Document passage:
Pages 232-234, 271-275, 294-297, 328-330
Thought Woman goes for a morning walk to the river. She decides she wants to go for a swim and asks the river if it is warm. The river replies that it is, but when she gets in, it is actually very cold. The river tells her it is warmer in the middle, so Thought Woman swims out to the middle. It is warmer, and she falls asleep. She starts floating down the river, until she eventually falls off the edge of the world into the sky. From there, she falls into the ocean and floats for a long time.
Eventually she floats ashore and is met by a short man with a briefcase named A. A. Gabriel. He asks her a series of questions and fills out forms. He assumes Thought Woman is the Christian Mary, but when she realizes he expects her to have a baby, she gets back in the ocean. After floating around for a little longer, she bumps into another island. This one is inhabited by a man named Robinson Crusoe, a famous shipwrecked writer of lists. Robinson Crusoe calls Thought Woman Friday and starts telling her about the pros and cons lists he has been writing. She quickly tires of it and jumps back into the ocean. After floating around even more, this time she ends up in Florida and is arrested by soldiers and sent to Fort Marion.

Supplied material:
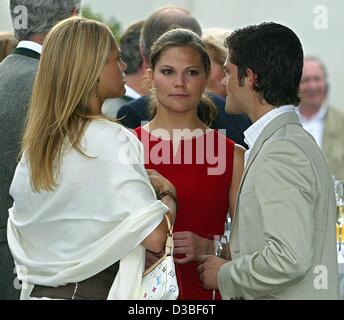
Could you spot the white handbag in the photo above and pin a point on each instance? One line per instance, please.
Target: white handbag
(159, 281)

To do:
a: Extract the passage of the Thought Woman summary that opens with the words containing "Eventually she floats" and closes with "to Fort Marion.".
b: Render this sentence from the Thought Woman summary in Spanish: "The river tells her it is warmer in the middle, so Thought Woman swims out to the middle."
Work only from the Thought Woman summary, not the listing.

Completed exercise:
a:
Eventually she floats ashore and is met by a short man with a briefcase named A. A. Gabriel. He asks her a series of questions and fills out forms. He assumes Thought Woman is the Christian Mary, but when she realizes he expects her to have a baby, she gets back in the ocean. After floating around for a little longer, she bumps into another island. This one is inhabited by a man named Robinson Crusoe, a famous shipwrecked writer of lists. Robinson Crusoe calls Thought Woman Friday and starts telling her about the pros and cons lists he has been writing. She quickly tires of it and jumps back into the ocean. After floating around even more, this time she ends up in Florida and is arrested by soldiers and sent to Fort Marion.

b: El río le dice que en el medio hace más calor, así que Thought Woman nada hasta el medio.